(Point annotation dataset records)
=-=-=
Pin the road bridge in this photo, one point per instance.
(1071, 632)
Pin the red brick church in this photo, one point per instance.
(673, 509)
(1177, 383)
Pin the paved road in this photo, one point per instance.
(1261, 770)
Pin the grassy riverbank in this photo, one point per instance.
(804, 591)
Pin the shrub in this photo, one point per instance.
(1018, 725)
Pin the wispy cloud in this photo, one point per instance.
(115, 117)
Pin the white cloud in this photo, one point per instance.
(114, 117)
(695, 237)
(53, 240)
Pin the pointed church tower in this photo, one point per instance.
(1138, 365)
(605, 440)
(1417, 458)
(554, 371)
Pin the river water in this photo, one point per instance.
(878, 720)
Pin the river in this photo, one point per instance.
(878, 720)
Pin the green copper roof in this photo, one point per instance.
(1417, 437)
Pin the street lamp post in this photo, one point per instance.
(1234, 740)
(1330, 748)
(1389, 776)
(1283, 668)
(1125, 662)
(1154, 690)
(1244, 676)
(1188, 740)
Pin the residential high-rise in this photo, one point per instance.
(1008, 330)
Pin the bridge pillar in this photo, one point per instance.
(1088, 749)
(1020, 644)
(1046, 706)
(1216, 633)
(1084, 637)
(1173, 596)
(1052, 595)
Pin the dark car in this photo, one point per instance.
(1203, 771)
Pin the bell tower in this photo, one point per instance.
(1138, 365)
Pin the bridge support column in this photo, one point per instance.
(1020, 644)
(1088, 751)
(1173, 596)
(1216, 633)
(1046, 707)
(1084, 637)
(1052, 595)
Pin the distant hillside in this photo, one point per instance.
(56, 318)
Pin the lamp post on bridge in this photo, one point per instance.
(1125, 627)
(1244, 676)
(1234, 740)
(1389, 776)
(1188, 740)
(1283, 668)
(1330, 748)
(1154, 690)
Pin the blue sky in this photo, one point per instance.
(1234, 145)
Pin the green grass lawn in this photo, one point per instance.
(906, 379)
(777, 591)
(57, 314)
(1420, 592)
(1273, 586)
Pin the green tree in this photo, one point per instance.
=-=-=
▸ **Exercise task**: Rescale the records from the line containing "Pin the bridge support" through the end of the records, both ends included, by writing those lines out again with the requests kept as they are. Multiply every point coordinate in the answers by 2.6 and round each result to a whole number, rounding halves up.

▸ **Task response**:
Pin the bridge support column in this photo, one point per instance.
(2652, 1674)
(2829, 1953)
(3050, 1550)
(3162, 1646)
(2720, 1838)
(2818, 1656)
(2735, 1547)
Pin the distant hillside in this photo, one point per instance.
(146, 827)
Pin the lamp post on bridge in this photo, one point per instance.
(2925, 1630)
(3234, 1758)
(3208, 1924)
(3611, 2018)
(3089, 1924)
(3336, 1737)
(3458, 1945)
(3000, 1794)
Pin the blue sky in this photo, one point per instance.
(3208, 377)
Pin the green grass lawn in this photo, one point per instance.
(2356, 985)
(2020, 1537)
(148, 816)
(3692, 1539)
(3310, 1524)
Pin the green tree in this photo, one point per instance.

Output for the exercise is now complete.